• _Text section_:

◇ ◇ ◇ ◇ ◇ ◇ ◇

Rockets-Warriors Betting Guide: Can Anyone Stop James Harden Right Now?
Photo credit: Kamil Krzaczynski-USA TODAY Sports. Pictured: James Harden
Betting odds: Houston Rockets at Golden State Warriors
- Spread: Warriors -8
- Over/Under: 224.5
- Time: 10:30 p.m. ET
- TV channel: TNT
>> All odds as of 4:45 p.m. ET. Download The Action Network App to get real-time NBA odds and track your bets
James Harden is a walking flame right now, setting NBA records left and right. He’ll be without both Chris Paul and Eric Gordon tonight against the defending champion Warriors in Oracle Arena.
Can he cover the big spread? Our analysts discuss that and tonight’s total.
Betting Trends to Know
Did you know? On Monday, Harden had 43 points, 10 rebounds and 13 assists in a win over the Grizzlies. It was Harden’s fourth straight 40-point game. Harden set an NBA record with eight straight games with at least 35 points and five assists.
This is just the seventh regular season game under Mike D’Antoni that the Rockets have been listed as underdogs of six or more points.
In the previous six games, Houston went 3-3 SU and 4-2 ATS. Three of the games were on the road in Oakland against the Warriors; the Rockets won two outright. — John Ewing
The Rockets are rolling. They’ve won 10 of their past 11 games overall, including five consecutive straight-up and against-the-spread wins.
Under Steve Kerr, the Warriors have faced a team at Oracle Arena on at least a three-game straight-up winning streak 27 total times. Golden State is 22-5 (81.5%) against-the-spread in those situations, covering by 5.9 PPG.
The Warriors are 16-3 (84.2%) ATS when their opponent covered the spread in its previous game. — Evan Abrams
Moore: Be Careful Trusting Golden State
Given how Golden State has played and covered the last 18 months or so, I would have assumed they were absolutely terrible only as double-digit favorites.
But it turns out they struggle when they’re in this spot, too, as favorites of 3-9.5 points, going 3-12 ATS overall and 2-7 ATS at home.
Steph Curry’s absence surely impacts that, but it makes me nervous here. Andre Iguodala did great work vs. James Harden for years, but as Iguodala has slid, Harden’s gotten even better.

◇ ◇ ◇ ◇ ◇ ◇ ◇

• _What this exercise asks_:
[A] Please answer these questions from the betting guide above:
(i) What spread is listed for the game?
(ii) How many points did Harden score in Monday's win over the Grizzlies?
(iii) Under Steve Kerr, what is Golden State's record against the spread at Oracle Arena when facing a team on at least a three-game straight-up winning streak?
[B] Decide whether each statement agrees with the betting guide above. Answer yes or no for each, quoting the words that settle it.
(i) The game is shown on ESPN.
(ii) Harden will play without Chris Paul and Eric Gordon in this game.
(iii) The Rockets have won 10 of their past 11 games.

◇ ◇ ◇ ◇ ◇ ◇ ◇

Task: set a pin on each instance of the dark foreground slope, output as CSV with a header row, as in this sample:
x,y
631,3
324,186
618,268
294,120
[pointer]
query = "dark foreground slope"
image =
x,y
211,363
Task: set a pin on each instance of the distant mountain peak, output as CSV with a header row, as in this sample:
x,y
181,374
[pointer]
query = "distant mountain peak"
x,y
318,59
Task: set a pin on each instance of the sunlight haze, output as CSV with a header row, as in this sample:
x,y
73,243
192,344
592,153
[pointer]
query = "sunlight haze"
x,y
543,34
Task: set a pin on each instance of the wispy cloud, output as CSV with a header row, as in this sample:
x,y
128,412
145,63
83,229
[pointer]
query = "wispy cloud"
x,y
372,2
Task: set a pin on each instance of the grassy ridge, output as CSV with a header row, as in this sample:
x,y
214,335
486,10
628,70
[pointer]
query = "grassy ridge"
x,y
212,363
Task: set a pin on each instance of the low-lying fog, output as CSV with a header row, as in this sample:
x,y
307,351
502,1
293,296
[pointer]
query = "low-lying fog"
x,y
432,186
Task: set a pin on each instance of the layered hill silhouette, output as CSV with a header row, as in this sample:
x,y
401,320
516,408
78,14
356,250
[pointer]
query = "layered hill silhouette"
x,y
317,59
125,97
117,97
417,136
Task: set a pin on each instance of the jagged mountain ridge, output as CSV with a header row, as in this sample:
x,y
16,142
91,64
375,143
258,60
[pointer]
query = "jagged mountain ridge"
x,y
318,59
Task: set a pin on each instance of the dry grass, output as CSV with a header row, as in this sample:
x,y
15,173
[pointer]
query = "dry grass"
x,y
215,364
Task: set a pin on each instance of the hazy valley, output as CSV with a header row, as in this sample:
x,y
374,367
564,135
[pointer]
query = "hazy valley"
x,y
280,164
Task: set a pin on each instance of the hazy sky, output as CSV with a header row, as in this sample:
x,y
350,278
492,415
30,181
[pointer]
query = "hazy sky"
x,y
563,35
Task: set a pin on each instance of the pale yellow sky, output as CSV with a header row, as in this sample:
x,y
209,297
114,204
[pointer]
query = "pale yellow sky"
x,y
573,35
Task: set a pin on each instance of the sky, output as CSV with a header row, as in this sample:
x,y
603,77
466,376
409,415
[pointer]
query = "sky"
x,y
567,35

◇ ◇ ◇ ◇ ◇ ◇ ◇

• _List of solutions_:
[A]
(i) Warriors -8
(ii) 43 points
(iii) 22-5 (81.5%)

[B]
(i) No: "TV channel: TNT"
(ii) Yes: "He’ll be without both Chris Paul and Eric Gordon tonight"
(iii) Yes: "They’ve won 10 of their past 11 games overall"